→ **Data lines**:
● ● ● ● ● ● ●
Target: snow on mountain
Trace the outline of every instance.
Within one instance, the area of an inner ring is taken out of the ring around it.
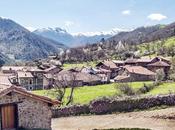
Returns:
[[[114,28],[109,31],[101,31],[101,32],[69,33],[65,29],[57,27],[57,28],[37,29],[34,31],[34,33],[63,43],[66,46],[73,47],[73,46],[81,46],[85,44],[96,43],[100,41],[102,38],[107,39],[123,31],[126,32],[129,30]]]
[[[109,31],[101,31],[101,32],[78,32],[78,33],[72,33],[73,36],[87,36],[87,37],[91,37],[91,36],[97,36],[97,35],[116,35],[119,32],[127,32],[130,31],[128,29],[120,29],[120,28],[114,28],[112,30]]]

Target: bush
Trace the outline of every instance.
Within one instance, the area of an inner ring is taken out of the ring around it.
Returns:
[[[111,113],[111,100],[108,98],[94,100],[90,103],[89,109],[95,114]]]
[[[131,86],[128,83],[118,83],[116,84],[116,89],[119,89],[121,93],[131,96],[135,95],[134,90],[131,88]]]
[[[155,87],[159,86],[160,83],[159,82],[154,82],[153,84],[143,84],[143,87],[141,87],[137,93],[139,94],[145,94],[147,92],[150,92],[151,90],[153,90]]]
[[[164,70],[163,69],[158,69],[156,71],[156,82],[157,81],[158,82],[161,82],[161,81],[164,80],[164,78],[165,78],[165,72],[164,72]]]

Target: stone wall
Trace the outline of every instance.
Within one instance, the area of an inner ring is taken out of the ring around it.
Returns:
[[[91,102],[89,105],[71,106],[53,110],[53,117],[75,116],[81,114],[106,114],[113,112],[129,112],[136,109],[143,110],[157,106],[175,106],[175,95],[125,97],[117,99],[103,98]]]
[[[0,98],[0,105],[17,103],[18,126],[27,129],[51,129],[51,109],[47,103],[17,93]]]

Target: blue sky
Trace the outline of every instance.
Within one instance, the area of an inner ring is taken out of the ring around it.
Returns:
[[[71,33],[175,22],[175,0],[1,0],[0,16]]]

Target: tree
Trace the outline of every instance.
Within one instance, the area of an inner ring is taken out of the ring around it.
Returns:
[[[163,69],[158,69],[156,71],[156,82],[161,82],[165,78],[165,72]]]
[[[149,58],[151,59],[151,46],[149,43],[145,44],[145,49],[148,51]]]
[[[61,77],[59,75],[54,76],[55,80],[52,86],[53,89],[50,91],[50,94],[56,96],[57,100],[59,100],[62,105],[69,105],[73,102],[73,94],[76,87],[76,75],[77,74],[75,72],[70,72]],[[70,88],[71,90],[69,96],[67,97],[67,100],[65,100],[67,88]]]

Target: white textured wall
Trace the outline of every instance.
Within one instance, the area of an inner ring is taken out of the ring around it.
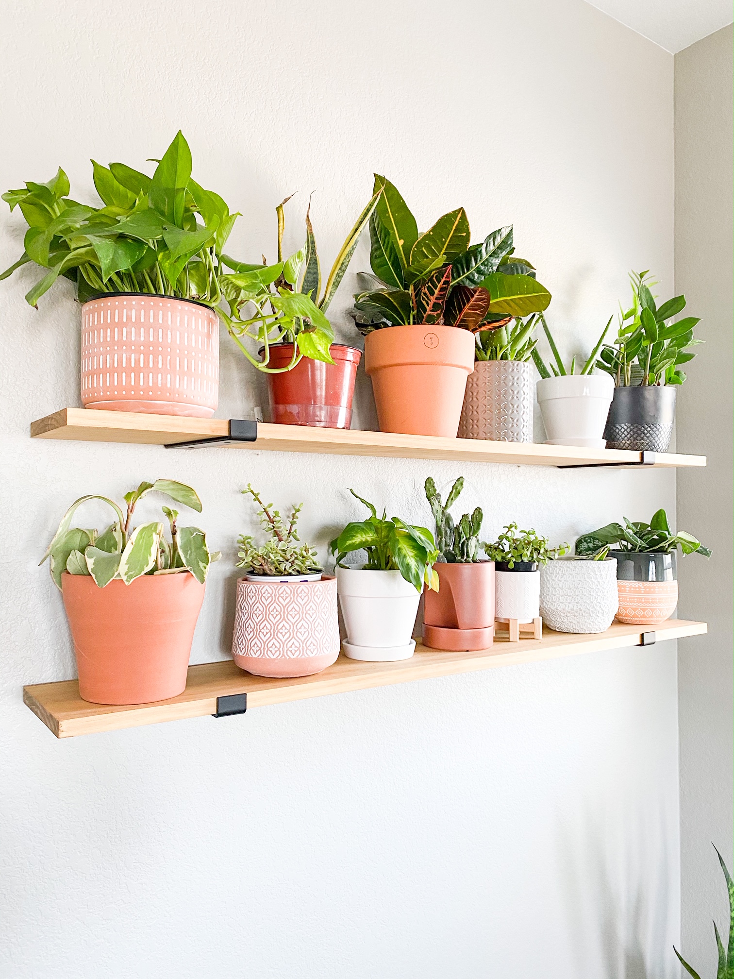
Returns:
[[[681,615],[710,635],[681,644],[680,798],[682,934],[702,975],[716,967],[711,918],[726,932],[726,888],[714,843],[734,873],[734,572],[726,526],[732,512],[734,394],[734,26],[675,57],[675,283],[706,347],[680,392],[678,445],[706,452],[708,468],[681,470],[678,526],[713,548],[710,562],[681,564]],[[699,964],[701,963],[701,964]]]
[[[232,251],[329,261],[387,173],[422,227],[463,204],[513,221],[573,347],[630,267],[672,279],[672,60],[580,0],[445,4],[19,2],[4,18],[0,186],[88,158],[142,164],[181,126],[195,175],[245,217]],[[641,111],[644,107],[644,111]],[[0,258],[21,251],[3,210]],[[366,243],[353,269],[366,267]],[[422,484],[467,477],[487,536],[553,540],[674,507],[674,476],[30,442],[77,400],[78,308],[0,285],[3,601],[0,975],[667,977],[678,928],[674,648],[571,659],[58,742],[23,682],[73,676],[36,564],[66,506],[141,479],[193,484],[225,560],[193,659],[228,653],[248,482],[306,504],[322,550],[359,509],[428,520]],[[347,277],[333,306],[340,337]],[[222,417],[261,402],[225,345]],[[359,418],[373,415],[362,378]]]

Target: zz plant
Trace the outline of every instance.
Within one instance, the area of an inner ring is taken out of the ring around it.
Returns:
[[[425,527],[412,527],[399,517],[389,520],[387,510],[383,511],[382,517],[378,517],[372,503],[357,496],[353,490],[349,492],[364,503],[370,516],[366,520],[347,524],[332,540],[330,548],[336,555],[337,564],[342,565],[347,554],[364,550],[367,553],[365,569],[399,571],[418,591],[423,589],[424,583],[433,591],[437,591],[438,576],[433,565],[438,558],[438,551],[431,531]]]
[[[49,560],[51,577],[59,588],[65,571],[69,575],[89,575],[101,588],[115,579],[130,584],[142,575],[183,572],[190,572],[202,583],[206,582],[209,566],[219,553],[209,551],[204,531],[178,526],[177,510],[162,507],[170,540],[163,533],[162,522],[154,521],[132,529],[135,507],[149,492],[161,492],[176,503],[202,511],[202,501],[191,487],[173,480],[141,483],[137,490],[125,493],[125,514],[108,496],[80,496],[64,514],[41,560],[41,564]],[[116,519],[102,533],[70,526],[76,510],[90,499],[101,499],[115,511]]]

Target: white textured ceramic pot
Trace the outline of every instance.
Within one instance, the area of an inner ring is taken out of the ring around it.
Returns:
[[[407,660],[421,593],[399,571],[337,568],[339,604],[346,629],[344,650],[352,660]]]
[[[308,676],[339,656],[337,580],[237,583],[232,657],[256,676]]]
[[[557,632],[604,632],[619,603],[617,561],[559,558],[540,569],[540,615]]]
[[[609,374],[542,378],[537,401],[549,445],[604,448],[604,426],[615,394]]]
[[[517,619],[532,622],[540,615],[540,572],[528,561],[516,562],[511,570],[506,564],[495,564],[496,583],[494,618],[497,622]]]

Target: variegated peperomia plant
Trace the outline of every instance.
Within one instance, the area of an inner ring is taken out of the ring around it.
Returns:
[[[198,527],[179,527],[178,511],[162,507],[170,530],[170,540],[163,533],[162,522],[154,521],[131,529],[132,515],[138,502],[149,492],[161,492],[176,503],[190,506],[201,513],[202,501],[191,487],[174,480],[141,483],[137,490],[125,493],[126,514],[108,496],[96,493],[80,496],[64,514],[54,538],[43,555],[41,564],[50,560],[51,577],[61,588],[62,575],[89,575],[104,588],[114,579],[130,584],[142,575],[174,575],[190,572],[204,583],[212,561],[219,557],[211,553],[206,536]],[[101,534],[94,529],[70,527],[74,513],[90,499],[101,499],[116,515]]]

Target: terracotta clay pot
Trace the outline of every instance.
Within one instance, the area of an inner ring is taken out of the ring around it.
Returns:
● ● ● ● ● ● ●
→ **Short problem**:
Switch "outline" to "boundary" throughout the records above and write them out again with nothing else altered. Omit the pictures from your answer.

→ **Solution**:
Target: snow on mountain
Trace the boundary of every instance.
Within one instance, the area of an inner ring is taken out of the ring around it.
Returns:
[[[114,28],[109,31],[101,31],[101,32],[69,33],[65,29],[57,27],[57,28],[37,29],[34,31],[34,33],[63,43],[66,46],[73,47],[73,46],[81,46],[85,44],[96,43],[100,41],[102,38],[107,39],[123,31],[126,32],[129,30]]]
[[[109,31],[101,31],[101,32],[78,32],[78,33],[72,33],[73,36],[87,36],[87,37],[91,37],[91,36],[97,36],[97,35],[116,35],[119,32],[127,32],[130,31],[128,29],[120,29],[120,28],[114,28],[112,30]]]

Target: bush
Trace the boundary of every instance.
Within one instance, the area of an inner ring is taken out of the ring around it.
Returns:
[[[111,113],[111,100],[108,98],[94,100],[90,103],[89,109],[95,114]]]
[[[131,86],[128,83],[118,83],[116,84],[116,89],[119,89],[121,93],[131,96],[135,95],[134,90],[131,88]]]
[[[155,87],[159,86],[160,83],[159,82],[154,82],[153,84],[143,84],[143,87],[141,87],[137,93],[139,94],[145,94],[147,92],[150,92],[151,90],[153,90]]]
[[[164,70],[163,69],[158,69],[156,71],[156,82],[157,81],[158,82],[161,82],[161,81],[164,80],[164,78],[165,78],[165,72],[164,72]]]

Target: stone wall
Trace the boundary of every instance.
Within one instance, the area of an inner ring is taken out of the ring around it.
Returns:
[[[91,102],[89,105],[71,106],[53,110],[53,117],[75,116],[81,114],[106,114],[113,112],[129,112],[136,109],[143,110],[157,106],[175,106],[175,95],[125,97],[117,99],[103,98]]]
[[[0,98],[0,105],[17,103],[18,126],[27,129],[51,129],[51,109],[47,103],[17,93]]]

Target: blue sky
Trace the boundary of every instance.
Within one instance, the area of an inner ring is taken out of the ring around it.
Returns:
[[[71,33],[175,22],[175,0],[1,0],[0,16]]]

Target: tree
Trace the boundary of every instance.
Within one instance, the area of an inner ring is taken out of the ring around it.
Returns:
[[[163,69],[158,69],[156,71],[156,82],[161,82],[165,78],[165,72]]]
[[[149,58],[151,59],[151,46],[149,43],[145,44],[145,49],[148,51]]]
[[[61,77],[59,75],[54,76],[55,80],[52,86],[53,89],[50,91],[50,94],[56,96],[57,100],[59,100],[62,105],[69,105],[73,102],[73,94],[76,87],[76,75],[77,74],[75,72],[70,72]],[[70,88],[71,90],[69,96],[67,97],[67,100],[65,100],[67,88]]]

Target: white textured wall
Trace the boundary of every instance.
Within one instance, the area of an inner ring is taken out of the ring around it.
Returns:
[[[681,615],[710,635],[681,644],[680,798],[682,934],[702,975],[716,967],[711,918],[726,932],[726,888],[714,843],[734,873],[734,572],[726,526],[732,512],[734,394],[734,26],[675,57],[675,283],[706,347],[680,392],[678,445],[706,452],[708,468],[681,470],[678,526],[713,548],[710,562],[681,564]],[[699,964],[701,963],[701,964]]]
[[[232,251],[329,261],[387,173],[422,227],[463,204],[513,221],[573,347],[630,267],[672,279],[672,60],[580,0],[445,4],[19,2],[4,18],[0,186],[88,158],[142,164],[181,126],[195,175],[245,217]],[[641,111],[644,107],[644,111]],[[0,258],[21,251],[3,210]],[[366,243],[353,269],[366,267]],[[422,484],[467,477],[487,536],[553,540],[674,507],[674,476],[30,442],[77,400],[78,308],[0,285],[3,601],[0,975],[667,977],[678,928],[674,648],[571,659],[58,742],[23,682],[73,676],[36,564],[66,506],[141,479],[193,484],[225,560],[193,659],[228,653],[248,482],[306,504],[322,550],[359,509],[428,520]],[[347,277],[333,306],[340,337]],[[222,417],[261,402],[225,345]],[[359,418],[373,415],[362,378]]]

Target: zz plant
Trace the boundary of every instance.
Within one instance, the area of an inner ring is taken out of the ring around it.
Returns:
[[[425,527],[412,527],[399,517],[389,520],[387,510],[383,511],[382,517],[378,517],[372,503],[357,496],[353,490],[349,492],[364,503],[370,516],[366,520],[347,524],[332,540],[330,548],[336,555],[337,564],[342,565],[347,554],[364,550],[367,553],[365,569],[399,571],[418,591],[423,589],[424,583],[433,591],[437,591],[438,576],[433,565],[438,558],[438,551],[431,531]]]
[[[49,560],[51,577],[59,588],[65,571],[69,575],[89,575],[101,588],[115,579],[130,584],[142,575],[183,572],[190,572],[202,583],[206,582],[209,566],[219,553],[209,551],[204,531],[178,526],[177,510],[162,507],[170,540],[163,533],[162,522],[154,521],[132,529],[135,507],[149,492],[161,492],[176,503],[202,511],[202,501],[191,487],[173,480],[141,483],[137,490],[125,493],[125,514],[108,496],[80,496],[64,514],[41,560],[41,564]],[[116,519],[102,533],[70,526],[76,510],[90,499],[101,499],[115,511]]]

Target: white textured ceramic pot
Trace the boundary of every instance.
Within one instance, the area of an inner ring is taken out of the ring around it.
Returns:
[[[407,660],[421,593],[399,571],[337,568],[339,604],[346,629],[344,650],[352,660]]]
[[[308,676],[339,656],[337,580],[237,583],[232,657],[256,676]]]
[[[557,632],[604,632],[619,603],[617,561],[559,558],[540,569],[540,615]]]
[[[609,374],[542,378],[537,401],[549,445],[604,448],[604,426],[615,394]]]
[[[517,619],[532,622],[540,615],[540,572],[528,561],[516,562],[511,570],[506,564],[495,564],[496,583],[494,618],[497,622]]]

Target: variegated peperomia plant
Trace the boundary of every instance.
Within one instance, the area of an inner ring is taken out of the ring around it.
Returns:
[[[198,527],[179,527],[178,511],[162,507],[170,530],[170,540],[163,533],[162,522],[154,521],[131,529],[132,515],[138,502],[149,492],[161,492],[176,503],[190,506],[201,513],[202,501],[191,487],[174,480],[141,483],[137,490],[125,493],[126,514],[108,496],[96,493],[80,496],[64,514],[54,538],[43,555],[41,564],[50,560],[51,577],[61,588],[62,575],[89,575],[104,588],[114,579],[130,584],[142,575],[174,575],[190,572],[204,583],[212,561],[219,557],[211,553],[206,536]],[[101,534],[94,529],[70,527],[74,513],[90,499],[101,499],[116,515]]]

Target: terracotta clay pot
Trace the boundary of every instance.
Within one instance, the area of an inner ring is taken out of the ring around it.
Returns:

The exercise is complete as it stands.